• Documento:
CORTE DI CASSAZIONE – Ordinanza 06 ottobre 2017, n. 23388
Tributi – Accertamento – Emissione di nuovi avvisi di accertamento con pretesa tributaria maggiore – Assenza di nuovi elementi – Nullità
Fatti di causa
Si espone nella narrativa della sentenza impugnata che successivamente all’emanazione di avvisi di accertamento nei confronti della società, allora in bonis, per gli anni, tra gli altri, 2003 e 2004, l’Agenzia delle entrate, in base ai medesimi verbali dai quali questi avvisi erano scaturiti, rinotificò gli avvisi, recuperando maggiore materia imponibile.
La società li impugnò, ottenendone l’annullamento dalla Commissione di primo grado; quella regionale ha respinto l’appello dell’Agenzia, osservando che gli avvisi in questione, basati non su nuovi elementi, bensì su una diversa e più approfondita valutazione di quelli esistenti, non giustificano la pretesa impositiva, in quanto non è risultata dimostata la percezione dei maggiori ricavi che ne hanno costituito oggetto.
Contro questa sentenza l’Agenzia propone ricorso per ottenerne la cassazione, che affida a tre motivi, cui non v’è replica.

• Dati:
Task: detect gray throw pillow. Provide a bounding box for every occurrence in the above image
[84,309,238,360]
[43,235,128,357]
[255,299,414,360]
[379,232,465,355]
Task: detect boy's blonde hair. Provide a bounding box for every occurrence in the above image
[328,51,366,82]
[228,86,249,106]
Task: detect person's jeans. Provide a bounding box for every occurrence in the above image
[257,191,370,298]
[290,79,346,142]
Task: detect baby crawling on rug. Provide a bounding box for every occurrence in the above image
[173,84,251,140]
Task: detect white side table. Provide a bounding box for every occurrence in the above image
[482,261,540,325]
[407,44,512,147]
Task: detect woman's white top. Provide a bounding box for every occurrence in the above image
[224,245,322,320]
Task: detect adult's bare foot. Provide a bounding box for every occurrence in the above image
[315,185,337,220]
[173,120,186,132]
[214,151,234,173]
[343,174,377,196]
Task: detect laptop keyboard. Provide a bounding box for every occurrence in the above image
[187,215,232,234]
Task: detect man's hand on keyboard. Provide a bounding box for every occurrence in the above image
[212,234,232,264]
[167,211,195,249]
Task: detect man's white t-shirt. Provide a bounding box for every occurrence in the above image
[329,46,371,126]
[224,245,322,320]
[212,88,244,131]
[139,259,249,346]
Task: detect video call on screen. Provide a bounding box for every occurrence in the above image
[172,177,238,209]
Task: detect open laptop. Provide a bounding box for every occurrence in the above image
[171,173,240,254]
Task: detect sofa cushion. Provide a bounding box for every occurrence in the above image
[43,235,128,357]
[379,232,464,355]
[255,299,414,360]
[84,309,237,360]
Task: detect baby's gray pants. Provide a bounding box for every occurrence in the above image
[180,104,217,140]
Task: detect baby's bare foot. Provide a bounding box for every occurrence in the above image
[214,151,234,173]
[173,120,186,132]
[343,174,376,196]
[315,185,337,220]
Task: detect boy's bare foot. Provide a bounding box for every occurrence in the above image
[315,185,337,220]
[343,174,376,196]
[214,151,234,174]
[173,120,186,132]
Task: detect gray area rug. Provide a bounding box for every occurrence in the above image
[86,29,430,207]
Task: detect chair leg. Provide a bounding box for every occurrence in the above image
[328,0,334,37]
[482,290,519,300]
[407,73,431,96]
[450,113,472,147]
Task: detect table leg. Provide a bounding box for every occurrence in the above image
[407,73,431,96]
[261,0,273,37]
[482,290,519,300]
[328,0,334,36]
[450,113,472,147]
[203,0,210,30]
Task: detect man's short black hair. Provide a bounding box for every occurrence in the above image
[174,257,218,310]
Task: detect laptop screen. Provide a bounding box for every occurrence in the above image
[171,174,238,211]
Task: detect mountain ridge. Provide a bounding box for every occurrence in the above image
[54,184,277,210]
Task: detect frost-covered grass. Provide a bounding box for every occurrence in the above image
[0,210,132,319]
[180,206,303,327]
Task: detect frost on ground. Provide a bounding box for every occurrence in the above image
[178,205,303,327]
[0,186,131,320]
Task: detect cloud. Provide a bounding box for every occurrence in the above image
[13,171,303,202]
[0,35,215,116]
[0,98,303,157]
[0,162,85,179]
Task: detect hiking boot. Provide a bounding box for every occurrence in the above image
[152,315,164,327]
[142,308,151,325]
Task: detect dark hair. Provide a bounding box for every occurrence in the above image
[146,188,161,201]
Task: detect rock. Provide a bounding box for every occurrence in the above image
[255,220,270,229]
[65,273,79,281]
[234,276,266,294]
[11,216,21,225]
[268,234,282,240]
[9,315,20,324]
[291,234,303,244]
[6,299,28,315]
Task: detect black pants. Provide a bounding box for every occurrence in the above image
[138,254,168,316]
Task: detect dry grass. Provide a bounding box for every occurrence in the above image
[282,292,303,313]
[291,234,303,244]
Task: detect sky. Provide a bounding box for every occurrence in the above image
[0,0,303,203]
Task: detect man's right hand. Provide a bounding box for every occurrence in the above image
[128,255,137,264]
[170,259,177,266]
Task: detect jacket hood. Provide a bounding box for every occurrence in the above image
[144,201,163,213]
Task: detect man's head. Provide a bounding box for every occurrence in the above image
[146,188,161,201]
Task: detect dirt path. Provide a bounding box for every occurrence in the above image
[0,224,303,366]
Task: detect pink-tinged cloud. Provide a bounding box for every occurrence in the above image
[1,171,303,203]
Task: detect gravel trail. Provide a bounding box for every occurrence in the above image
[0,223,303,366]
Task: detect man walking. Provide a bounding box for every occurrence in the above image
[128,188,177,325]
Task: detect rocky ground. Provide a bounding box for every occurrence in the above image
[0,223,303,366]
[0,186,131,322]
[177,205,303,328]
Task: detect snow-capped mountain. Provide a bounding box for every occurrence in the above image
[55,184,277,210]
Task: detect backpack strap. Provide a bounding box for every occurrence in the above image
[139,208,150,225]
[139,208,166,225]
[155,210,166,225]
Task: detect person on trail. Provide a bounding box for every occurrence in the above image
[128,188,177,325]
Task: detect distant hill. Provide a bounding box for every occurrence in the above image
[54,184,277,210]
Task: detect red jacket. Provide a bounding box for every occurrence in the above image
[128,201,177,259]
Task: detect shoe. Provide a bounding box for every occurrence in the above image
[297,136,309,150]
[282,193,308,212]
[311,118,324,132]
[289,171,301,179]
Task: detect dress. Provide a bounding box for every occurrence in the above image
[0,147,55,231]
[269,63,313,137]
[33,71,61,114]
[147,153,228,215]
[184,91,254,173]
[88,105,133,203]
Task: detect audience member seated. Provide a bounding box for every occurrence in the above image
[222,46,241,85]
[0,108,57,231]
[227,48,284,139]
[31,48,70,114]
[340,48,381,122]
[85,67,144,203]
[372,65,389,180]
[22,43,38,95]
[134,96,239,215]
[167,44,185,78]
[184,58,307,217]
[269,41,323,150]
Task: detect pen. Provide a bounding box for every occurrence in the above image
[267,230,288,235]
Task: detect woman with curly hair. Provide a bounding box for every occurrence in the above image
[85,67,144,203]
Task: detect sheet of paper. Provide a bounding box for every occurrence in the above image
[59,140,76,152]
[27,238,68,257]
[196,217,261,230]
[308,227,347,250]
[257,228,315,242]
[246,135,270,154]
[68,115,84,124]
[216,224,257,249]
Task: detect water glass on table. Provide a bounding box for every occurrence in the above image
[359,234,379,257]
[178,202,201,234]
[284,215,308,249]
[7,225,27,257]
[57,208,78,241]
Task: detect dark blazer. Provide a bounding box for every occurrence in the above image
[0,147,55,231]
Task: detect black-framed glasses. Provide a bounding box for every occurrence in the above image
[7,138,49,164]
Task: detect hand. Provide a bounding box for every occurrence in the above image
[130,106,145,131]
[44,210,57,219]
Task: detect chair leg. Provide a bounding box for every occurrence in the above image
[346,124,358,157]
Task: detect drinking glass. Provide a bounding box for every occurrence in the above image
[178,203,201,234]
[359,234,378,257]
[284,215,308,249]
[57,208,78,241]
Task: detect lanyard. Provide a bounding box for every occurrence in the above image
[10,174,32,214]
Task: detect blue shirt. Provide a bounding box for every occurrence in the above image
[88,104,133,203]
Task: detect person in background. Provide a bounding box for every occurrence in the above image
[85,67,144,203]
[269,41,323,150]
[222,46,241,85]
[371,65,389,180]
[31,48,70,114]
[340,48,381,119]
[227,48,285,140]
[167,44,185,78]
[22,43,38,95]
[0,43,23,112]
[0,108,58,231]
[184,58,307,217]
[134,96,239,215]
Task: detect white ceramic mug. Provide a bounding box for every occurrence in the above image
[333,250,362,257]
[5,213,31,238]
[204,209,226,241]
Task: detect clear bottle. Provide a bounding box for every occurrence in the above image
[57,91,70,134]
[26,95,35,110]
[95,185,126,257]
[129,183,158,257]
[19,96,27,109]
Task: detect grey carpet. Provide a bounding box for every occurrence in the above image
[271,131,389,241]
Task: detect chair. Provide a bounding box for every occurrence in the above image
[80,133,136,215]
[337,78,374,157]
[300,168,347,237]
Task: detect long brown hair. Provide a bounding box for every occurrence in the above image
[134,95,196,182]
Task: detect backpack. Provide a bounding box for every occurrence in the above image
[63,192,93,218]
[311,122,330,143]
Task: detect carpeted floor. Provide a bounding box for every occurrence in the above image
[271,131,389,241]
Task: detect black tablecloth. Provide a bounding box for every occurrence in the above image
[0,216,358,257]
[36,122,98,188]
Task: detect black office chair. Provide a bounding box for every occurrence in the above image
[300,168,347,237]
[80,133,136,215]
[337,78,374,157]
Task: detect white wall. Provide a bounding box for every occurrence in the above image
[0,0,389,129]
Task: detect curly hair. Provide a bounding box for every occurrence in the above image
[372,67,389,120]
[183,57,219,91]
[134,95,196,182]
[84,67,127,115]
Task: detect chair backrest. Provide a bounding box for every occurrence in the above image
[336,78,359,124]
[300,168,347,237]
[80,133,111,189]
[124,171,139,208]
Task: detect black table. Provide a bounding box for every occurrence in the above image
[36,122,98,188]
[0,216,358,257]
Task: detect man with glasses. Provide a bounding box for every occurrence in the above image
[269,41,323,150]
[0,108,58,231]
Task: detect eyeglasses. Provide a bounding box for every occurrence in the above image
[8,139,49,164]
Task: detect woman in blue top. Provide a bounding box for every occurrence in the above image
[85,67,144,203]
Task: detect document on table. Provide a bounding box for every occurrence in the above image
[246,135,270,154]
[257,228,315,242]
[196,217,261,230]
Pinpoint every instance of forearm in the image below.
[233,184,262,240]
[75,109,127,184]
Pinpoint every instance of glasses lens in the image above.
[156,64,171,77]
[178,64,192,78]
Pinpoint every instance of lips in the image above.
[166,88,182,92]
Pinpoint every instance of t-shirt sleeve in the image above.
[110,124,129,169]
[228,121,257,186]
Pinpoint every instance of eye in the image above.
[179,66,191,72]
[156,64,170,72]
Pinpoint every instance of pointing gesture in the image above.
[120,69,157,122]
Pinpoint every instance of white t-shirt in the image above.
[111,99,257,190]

• Istruzioni:
1. Per favore, estrai dall'elenco le righe che vanno da quella contenente "Pinpoint every instance of white" fino alla fine dell'elenco, estremi inclusi, e riportale senza alcuna modifica.
2. Scrivi il seguito dell'ordinanza della Cassazione sugli avvisi di accertamento, partendo subito dopo l'ultima frase riportata.
L'ordinanza e l'elenco sono materiali distinti.

• Risultati dell'esercizio:
1.
Pinpoint every instance of white t-shirt in the image above.
[111,99,257,190]

2.
Ragioni della decisione
1. – Infondato è il primo motivo di ricorso, col quale l’Agenzia si duole, ex art. 360, comma 1°, n. 4, c.p.c., della nullità della sentenza, là dove il giudice del gravame non ha esaminato l’eccezione, proposta in appello, con la quale l’Ufficio denunciava la nullità della sentenza di primo grado per difetto assoluto di motivazione, dovuto alla copia acritica delle deduzioni difensive.
La decisione di accoglimento della domanda della parte e, analogamente, il rigetto del successivo appello della controparte comportano anche la reiezione dell’eccezione d’inammissibilità della domanda introduttiva, senza che, in assenza di specifica argomentazioni, sia configurabile un vizio di omessa pronuncia: si deve ritenere implicita la statuizione di rigetto ove la pretesa o l’eccezione non espressamente esaminata risulti incompatibile con l’impostazione logico-giuridica della pronuncia (in termini, fra varie, vedi Cass. 11 settembre 2015, n. 17956).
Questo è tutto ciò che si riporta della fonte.